Rewrite every line of the records below as a numbered list, dropping any blank lines.
>> start Records
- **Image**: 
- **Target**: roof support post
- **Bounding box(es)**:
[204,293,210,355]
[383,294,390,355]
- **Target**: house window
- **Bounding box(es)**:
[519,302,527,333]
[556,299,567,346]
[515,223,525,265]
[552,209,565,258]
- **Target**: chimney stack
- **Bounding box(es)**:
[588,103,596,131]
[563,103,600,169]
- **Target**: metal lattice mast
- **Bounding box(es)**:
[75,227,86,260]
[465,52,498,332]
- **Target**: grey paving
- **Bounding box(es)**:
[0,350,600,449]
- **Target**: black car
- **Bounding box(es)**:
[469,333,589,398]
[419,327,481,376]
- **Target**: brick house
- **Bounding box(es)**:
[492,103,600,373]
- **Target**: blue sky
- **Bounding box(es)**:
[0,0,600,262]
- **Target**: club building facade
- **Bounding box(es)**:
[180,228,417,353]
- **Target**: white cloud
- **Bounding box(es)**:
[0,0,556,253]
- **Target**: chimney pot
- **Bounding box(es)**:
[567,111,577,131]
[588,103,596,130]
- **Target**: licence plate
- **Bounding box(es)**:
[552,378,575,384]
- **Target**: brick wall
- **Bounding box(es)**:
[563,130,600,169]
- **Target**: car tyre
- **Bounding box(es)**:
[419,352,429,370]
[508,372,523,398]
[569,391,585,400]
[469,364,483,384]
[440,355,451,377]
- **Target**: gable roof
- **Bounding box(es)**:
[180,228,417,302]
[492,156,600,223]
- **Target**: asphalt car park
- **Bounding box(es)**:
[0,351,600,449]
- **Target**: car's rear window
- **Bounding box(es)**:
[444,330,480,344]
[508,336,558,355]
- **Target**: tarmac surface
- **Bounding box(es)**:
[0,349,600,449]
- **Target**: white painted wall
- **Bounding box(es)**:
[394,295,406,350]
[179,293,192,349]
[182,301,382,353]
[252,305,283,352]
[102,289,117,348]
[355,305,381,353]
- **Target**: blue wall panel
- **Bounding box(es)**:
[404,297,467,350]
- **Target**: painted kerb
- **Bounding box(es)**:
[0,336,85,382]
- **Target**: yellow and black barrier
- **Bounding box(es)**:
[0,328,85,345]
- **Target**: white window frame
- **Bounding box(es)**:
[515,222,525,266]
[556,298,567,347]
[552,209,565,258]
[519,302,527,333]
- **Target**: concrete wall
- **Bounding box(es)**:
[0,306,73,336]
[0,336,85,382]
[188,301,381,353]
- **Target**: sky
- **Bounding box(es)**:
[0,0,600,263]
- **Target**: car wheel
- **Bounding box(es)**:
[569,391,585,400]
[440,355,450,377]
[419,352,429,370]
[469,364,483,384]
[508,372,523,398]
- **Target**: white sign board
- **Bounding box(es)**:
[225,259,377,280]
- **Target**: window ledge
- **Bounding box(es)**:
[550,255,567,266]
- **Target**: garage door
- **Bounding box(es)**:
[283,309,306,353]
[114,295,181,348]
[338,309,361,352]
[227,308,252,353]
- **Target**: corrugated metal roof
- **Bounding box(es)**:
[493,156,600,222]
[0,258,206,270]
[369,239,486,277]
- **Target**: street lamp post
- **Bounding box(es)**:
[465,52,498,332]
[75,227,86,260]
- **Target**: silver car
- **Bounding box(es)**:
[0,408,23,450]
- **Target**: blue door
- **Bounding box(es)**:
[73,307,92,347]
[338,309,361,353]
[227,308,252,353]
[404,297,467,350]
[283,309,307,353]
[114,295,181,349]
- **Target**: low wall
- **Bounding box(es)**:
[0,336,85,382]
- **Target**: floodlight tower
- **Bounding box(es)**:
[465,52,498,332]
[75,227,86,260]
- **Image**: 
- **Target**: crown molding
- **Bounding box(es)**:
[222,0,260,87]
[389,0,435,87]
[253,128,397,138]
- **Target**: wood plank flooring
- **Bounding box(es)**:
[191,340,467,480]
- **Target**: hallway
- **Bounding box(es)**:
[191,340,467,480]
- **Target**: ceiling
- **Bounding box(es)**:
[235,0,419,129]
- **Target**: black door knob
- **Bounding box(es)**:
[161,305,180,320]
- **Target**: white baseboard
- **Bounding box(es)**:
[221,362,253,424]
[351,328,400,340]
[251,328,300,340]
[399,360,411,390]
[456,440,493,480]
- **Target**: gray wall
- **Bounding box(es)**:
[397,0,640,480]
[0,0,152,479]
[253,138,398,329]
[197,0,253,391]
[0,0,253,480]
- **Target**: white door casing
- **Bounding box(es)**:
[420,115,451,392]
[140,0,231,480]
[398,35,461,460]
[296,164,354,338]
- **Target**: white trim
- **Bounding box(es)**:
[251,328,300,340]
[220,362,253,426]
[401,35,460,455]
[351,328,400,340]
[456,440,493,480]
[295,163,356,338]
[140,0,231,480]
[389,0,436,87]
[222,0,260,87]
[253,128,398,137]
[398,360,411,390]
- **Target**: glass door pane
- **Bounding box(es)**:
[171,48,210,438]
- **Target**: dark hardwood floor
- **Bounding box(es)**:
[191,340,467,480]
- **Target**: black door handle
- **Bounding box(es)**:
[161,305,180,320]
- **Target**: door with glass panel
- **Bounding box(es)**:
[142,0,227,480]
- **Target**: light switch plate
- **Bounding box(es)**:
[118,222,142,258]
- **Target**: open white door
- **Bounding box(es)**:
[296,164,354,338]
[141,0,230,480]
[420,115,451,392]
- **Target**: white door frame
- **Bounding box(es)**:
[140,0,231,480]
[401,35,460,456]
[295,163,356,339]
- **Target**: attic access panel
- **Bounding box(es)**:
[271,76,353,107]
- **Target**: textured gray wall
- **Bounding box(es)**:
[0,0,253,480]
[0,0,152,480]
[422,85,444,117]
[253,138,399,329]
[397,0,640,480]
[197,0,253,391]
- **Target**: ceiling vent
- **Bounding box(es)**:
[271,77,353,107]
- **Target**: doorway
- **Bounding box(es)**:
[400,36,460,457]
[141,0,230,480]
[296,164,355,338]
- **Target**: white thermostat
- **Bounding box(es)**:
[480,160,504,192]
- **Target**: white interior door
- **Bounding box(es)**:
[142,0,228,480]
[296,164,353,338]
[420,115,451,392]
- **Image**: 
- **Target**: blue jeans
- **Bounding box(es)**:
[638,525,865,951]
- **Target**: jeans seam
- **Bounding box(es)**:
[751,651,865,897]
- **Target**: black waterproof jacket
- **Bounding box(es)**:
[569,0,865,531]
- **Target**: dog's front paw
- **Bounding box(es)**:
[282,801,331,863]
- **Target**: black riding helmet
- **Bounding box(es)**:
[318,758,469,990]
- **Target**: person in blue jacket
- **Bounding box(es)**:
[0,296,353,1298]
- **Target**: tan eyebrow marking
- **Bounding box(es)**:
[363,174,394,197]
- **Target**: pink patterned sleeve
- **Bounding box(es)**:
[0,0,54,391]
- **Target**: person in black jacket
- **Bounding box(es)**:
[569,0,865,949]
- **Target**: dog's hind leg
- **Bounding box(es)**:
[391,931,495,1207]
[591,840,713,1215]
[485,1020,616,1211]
>> end Records
> Right answer:
1. - **Image**: 
2. - **Target**: roof support post
3. - **Bounding box(es)**:
4. [204,293,210,355]
5. [383,294,390,355]
6. - **Target**: house window
7. - **Bounding box(es)**:
8. [519,302,527,333]
9. [556,299,567,346]
10. [515,223,525,265]
11. [552,209,565,258]
12. - **Target**: chimney stack
13. - **Bounding box(es)**:
14. [588,103,596,131]
15. [563,103,600,169]
16. - **Target**: metal lattice mast
17. - **Bounding box(es)**:
18. [75,227,86,260]
19. [465,52,498,332]
20. - **Target**: grey paving
21. - **Bounding box(es)**:
22. [0,350,600,449]
23. - **Target**: black car
24. - **Bounding box(es)**:
25. [469,333,589,398]
26. [419,327,481,376]
27. - **Target**: brick house
28. - **Bounding box(es)**:
29. [492,103,600,373]
30. - **Target**: blue sky
31. - **Bounding box(es)**:
32. [0,0,600,262]
33. - **Target**: club building facade
34. - **Bounding box(es)**:
35. [180,228,417,353]
36. - **Target**: white cloud
37. - **Bounding box(es)**:
38. [0,0,556,253]
39. - **Target**: chimney pot
40. - **Bounding box(es)**:
41. [567,111,577,131]
42. [588,103,596,130]
43. - **Target**: licence plate
44. - **Bounding box(es)**:
45. [552,378,575,384]
46. - **Target**: brick wall
47. - **Bounding box(es)**:
48. [563,130,600,169]
49. - **Target**: car tyre
50. - **Bounding box(es)**:
51. [419,352,429,370]
52. [508,372,523,398]
53. [569,391,585,400]
54. [469,364,483,384]
55. [440,355,451,377]
56. - **Target**: gable roof
57. - **Bounding box(es)**:
58. [180,228,417,302]
59. [492,156,600,223]
60. - **Target**: asphalt car park
61. - **Bounding box(es)**:
62. [0,351,600,449]
63. - **Target**: car's rear window
64. - **Bounding box(es)**:
65. [444,330,480,344]
66. [508,336,558,355]
67. - **Target**: tarmac surface
68. - **Bounding box(es)**:
69. [0,349,600,449]
70. - **Target**: white painted wall
71. - **Bounding box(es)**:
72. [394,295,406,350]
73. [179,293,192,349]
74. [182,301,382,353]
75. [252,305,283,352]
76. [102,289,117,348]
77. [355,305,381,353]
78. - **Target**: blue wall panel
79. - **Bounding box(es)**:
80. [404,297,467,350]
81. - **Target**: painted kerb
82. - **Bounding box(es)**:
83. [0,336,85,382]
84. - **Target**: yellow and black barrier
85. - **Bounding box(es)**:
86. [0,328,85,345]
87. - **Target**: white window frame
88. - **Bounding box(es)**:
89. [515,222,525,266]
90. [556,298,567,347]
91. [552,209,565,258]
92. [519,302,527,333]
93. - **Target**: concrete wall
94. - **Bounding box(es)**:
95. [0,306,73,336]
96. [0,336,85,382]
97. [188,301,381,353]
98. - **Target**: sky
99. - **Bounding box(es)**:
100. [0,0,600,263]
101. - **Target**: car wheel
102. - **Bounding box(es)**:
103. [569,391,585,400]
104. [440,355,450,377]
105. [419,352,429,370]
106. [469,364,483,384]
107. [508,372,523,398]
108. - **Target**: white sign board
109. - **Bounding box(es)**:
110. [225,259,377,280]
111. - **Target**: window ledge
112. - **Bounding box(es)**:
113. [550,255,567,266]
114. - **Target**: garage door
115. - **Bounding box(es)**:
116. [283,309,306,353]
117. [114,295,181,348]
118. [338,309,361,352]
119. [227,308,252,353]
120. - **Target**: corrugated metal roof
121. - **Bounding box(es)**:
122. [493,156,600,222]
123. [0,258,206,270]
124. [369,239,486,277]
125. - **Target**: street lamp post
126. - **Bounding box(es)**:
127. [465,52,498,332]
128. [75,227,86,260]
129. - **Target**: silver car
130. - **Bounding box(es)**:
131. [0,408,23,450]
132. - **Target**: blue door
133. - **Bounding box(es)**:
134. [73,307,92,347]
135. [338,309,361,353]
136. [227,308,252,353]
137. [404,297,467,350]
138. [283,309,307,353]
139. [114,295,181,349]
140. - **Target**: low wall
141. - **Bounding box(es)**:
142. [0,336,85,382]
143. - **Target**: floodlight tower
144. - **Bounding box(es)**:
145. [465,52,498,332]
146. [75,227,86,260]
147. - **Image**: 
148. - **Target**: crown molding
149. - **Bounding box(es)**:
150. [222,0,260,87]
151. [389,0,435,87]
152. [253,128,397,138]
153. - **Target**: wood plank flooring
154. - **Bounding box(es)**:
155. [191,340,467,480]
156. - **Target**: hallway
157. - **Bounding box(es)**:
158. [191,340,467,480]
159. - **Target**: ceiling
160. - **Bounding box(es)**:
161. [235,0,419,129]
162. - **Target**: black door knob
163. - **Bounding box(es)**:
164. [161,305,180,320]
165. - **Target**: white baseboard
166. - **Bounding box(es)**:
167. [221,362,253,424]
168. [351,328,400,340]
169. [251,328,300,340]
170. [399,360,411,390]
171. [456,440,493,480]
172. - **Target**: gray wall
173. - **Bounding box(es)**:
174. [397,0,640,480]
175. [0,0,152,479]
176. [253,138,398,329]
177. [197,0,253,391]
178. [0,0,253,480]
179. - **Target**: white door casing
180. - **Bounding box(es)**:
181. [420,115,451,392]
182. [140,0,231,480]
183. [398,35,461,460]
184. [296,164,354,338]
185. - **Target**: white trim
186. - **Bounding box(es)**:
187. [251,328,300,340]
188. [220,362,253,426]
189. [401,35,460,455]
190. [351,328,400,340]
191. [456,440,493,480]
192. [295,163,356,338]
193. [140,0,231,480]
194. [389,0,436,87]
195. [222,0,260,87]
196. [253,128,398,137]
197. [398,360,411,390]
198. - **Target**: glass door pane
199. - **Bounding box(es)**:
200. [171,48,210,438]
201. - **Target**: dark hardwood floor
202. - **Bounding box(es)**:
203. [191,340,467,480]
204. - **Target**: black door handle
205. - **Bounding box(es)**:
206. [161,305,180,320]
207. - **Target**: door with glass panel
208. - **Bounding box(es)**:
209. [142,0,227,480]
210. - **Target**: light switch plate
211. - **Bounding box(es)**:
212. [118,222,142,258]
213. - **Target**: open white door
214. - **Bounding box(es)**:
215. [296,164,354,338]
216. [141,0,230,480]
217. [420,115,451,392]
218. - **Target**: white door frame
219. - **Bounding box(es)**:
220. [140,0,231,480]
221. [401,35,460,456]
222. [295,163,356,339]
223. - **Target**: attic access panel
224. - **Bounding box(es)**:
225. [271,76,353,107]
226. - **Target**: textured gray wall
227. - **Bounding box(es)**:
228. [0,0,253,480]
229. [0,0,152,480]
230. [422,85,444,117]
231. [253,138,399,329]
232. [397,0,640,480]
233. [197,0,253,391]
234. - **Target**: ceiling vent
235. - **Bounding box(es)**:
236. [271,77,353,107]
237. - **Target**: doorway
238. - **Bounding box(es)**:
239. [400,36,460,457]
240. [141,0,230,480]
241. [296,164,355,338]
242. - **Target**: white thermostat
243. - **Bounding box(es)**:
244. [480,160,504,192]
245. - **Target**: white interior door
246. - **Bounding box(es)**:
247. [142,0,228,480]
248. [296,164,353,338]
249. [420,115,451,392]
250. - **Image**: 
251. - **Target**: blue jeans
252. - **Bounding box(es)**:
253. [638,525,865,951]
254. - **Target**: jeans seam
255. - **Bounding box(es)**:
256. [751,651,865,897]
257. - **Target**: black waterproof jacket
258. - **Bounding box(es)**:
259. [569,0,865,531]
260. - **Target**: dog's front paw
261. - **Bounding box(es)**:
262. [282,801,331,863]
263. - **Target**: black riding helmet
264. - **Bounding box(es)**:
265. [318,758,469,990]
266. - **Target**: person in blue jacket
267. - **Bounding box(es)**:
268. [0,296,353,1298]
269. - **Target**: tan eyebrow marking
270. - **Bounding box(es)**:
271. [363,174,394,197]
272. - **Target**: pink patterned sleeve
273. - **Bounding box(es)**:
274. [0,0,54,391]
275. - **Target**: person in black jacket
276. - **Bounding box(es)**:
277. [569,0,865,949]
278. - **Target**: dog's hind leg
279. - **Bounding box(es)**:
280. [391,931,495,1207]
281. [591,840,713,1215]
282. [485,1020,616,1211]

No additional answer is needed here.